**PERINTAH TUGAS:**
[1] Sebutkan semua ibadah dan rangkaian ibadah yang disebut namanya dalam teks tentang kesan haji dan umroh.
[2] Salin tanpa perubahan bagian teks tentang kesan haji dan umroh, mulai dari "Ada beberapa lagi" sampai "senada dengan itu.".

**TEKS SUMBER:**
◇ ◇ ◇ ◇

![]() |
Rasyid Taufiq. (Foto: Ist/koleksi pribadi) |
ADA yang menarik ketika penulis bertanya langsung ataupun
dari penuturan orang tentang apa pengalaman yang berkesan selama di tanah suci
saudara kita yang menunaikan ibadah haji dan umroh. Penulis menduga sebagian
dari kesan yang mereka ceritakan itu mungkin tidak asing bagi Anda.
"Bagi saya, haji itu melelahkan. Berjalan kaki ketika
thawaf dan sai membuat badan terasa capek. Belum lagi harus berdesak-desakan
dengan begitu banyak orang.
Saat wukuf di Arafah, saya sudah berdoa begitu banyak.
Sampai rasanya semua saya sudah doakan. Akhirnya, penulis merasa bosan dan
bengong saja di bawah panas matahari Arafah".
Ada beberapa lagi cerita yang penulis dapat yang
menggambarkan kesan haji dan umroh seperti di atas. Kalimat persisnya bukan
seperti itu tapi serupa dan senada dengan itu.

◇ ◇ ◇ ◇

(Butir data)
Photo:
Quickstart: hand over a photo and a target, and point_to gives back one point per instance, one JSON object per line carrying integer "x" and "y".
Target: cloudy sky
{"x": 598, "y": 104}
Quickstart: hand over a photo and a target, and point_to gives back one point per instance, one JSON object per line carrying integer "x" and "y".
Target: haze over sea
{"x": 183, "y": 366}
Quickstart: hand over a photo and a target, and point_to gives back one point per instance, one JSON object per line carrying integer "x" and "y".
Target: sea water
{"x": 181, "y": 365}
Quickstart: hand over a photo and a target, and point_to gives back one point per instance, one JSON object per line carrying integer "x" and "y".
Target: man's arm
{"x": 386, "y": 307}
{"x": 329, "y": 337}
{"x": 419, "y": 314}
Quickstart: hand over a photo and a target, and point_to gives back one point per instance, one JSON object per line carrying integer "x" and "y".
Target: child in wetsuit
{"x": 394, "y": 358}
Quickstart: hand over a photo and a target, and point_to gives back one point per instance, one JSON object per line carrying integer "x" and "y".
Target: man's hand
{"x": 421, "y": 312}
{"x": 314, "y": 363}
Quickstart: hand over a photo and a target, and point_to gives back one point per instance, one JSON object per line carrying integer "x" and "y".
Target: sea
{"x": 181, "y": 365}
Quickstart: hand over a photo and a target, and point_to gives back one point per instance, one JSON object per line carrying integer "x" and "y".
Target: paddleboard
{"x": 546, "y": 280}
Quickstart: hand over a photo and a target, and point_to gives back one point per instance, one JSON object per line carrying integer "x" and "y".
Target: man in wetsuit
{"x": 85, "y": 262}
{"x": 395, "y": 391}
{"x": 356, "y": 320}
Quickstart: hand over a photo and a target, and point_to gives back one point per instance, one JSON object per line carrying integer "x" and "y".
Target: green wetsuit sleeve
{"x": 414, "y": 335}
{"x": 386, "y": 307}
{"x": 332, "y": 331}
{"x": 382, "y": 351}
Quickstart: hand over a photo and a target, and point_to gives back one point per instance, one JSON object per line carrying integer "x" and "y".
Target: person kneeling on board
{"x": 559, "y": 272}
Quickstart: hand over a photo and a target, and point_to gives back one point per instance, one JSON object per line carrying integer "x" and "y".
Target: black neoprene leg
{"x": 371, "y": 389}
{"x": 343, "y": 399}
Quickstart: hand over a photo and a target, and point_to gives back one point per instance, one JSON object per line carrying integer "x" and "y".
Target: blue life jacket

◇ ◇ ◇ ◇

**JAWABAN SOAL:**
[1] haji, umroh, thawaf, sai, wukuf

[2]
Ada beberapa lagi cerita yang penulis dapat yang
menggambarkan kesan haji dan umroh seperti di atas. Kalimat persisnya bukan
seperti itu tapi serupa dan senada dengan itu.